- _Stored records_:
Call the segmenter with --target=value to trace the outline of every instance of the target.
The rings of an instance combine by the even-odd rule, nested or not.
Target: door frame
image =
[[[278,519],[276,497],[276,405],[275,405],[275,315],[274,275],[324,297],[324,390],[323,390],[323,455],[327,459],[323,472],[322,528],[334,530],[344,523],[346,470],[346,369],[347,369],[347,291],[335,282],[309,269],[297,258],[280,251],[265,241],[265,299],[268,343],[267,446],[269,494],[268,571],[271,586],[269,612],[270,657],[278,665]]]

- _DIRECTION_:
Recast the records above as a two-column CSV with the header request,answer, giving each record one row that holds its request text and its answer. Put each value in a single double-quoted field, with every line break replaced by a space.

- _REPLY TO THE TASK_:
request,answer
"Call the segmenter with --target=value to trace the outline of every instance of the target. The rings of an instance combine by the even-odd rule, nested or not. Target: door frame image =","[[[278,519],[276,497],[276,405],[275,405],[275,315],[274,275],[324,297],[324,390],[323,390],[323,455],[327,459],[323,472],[322,528],[334,530],[344,523],[346,470],[346,369],[347,369],[347,291],[335,282],[309,269],[297,258],[280,251],[265,241],[265,299],[268,343],[267,446],[269,494],[268,571],[271,586],[269,612],[270,657],[278,665]]]"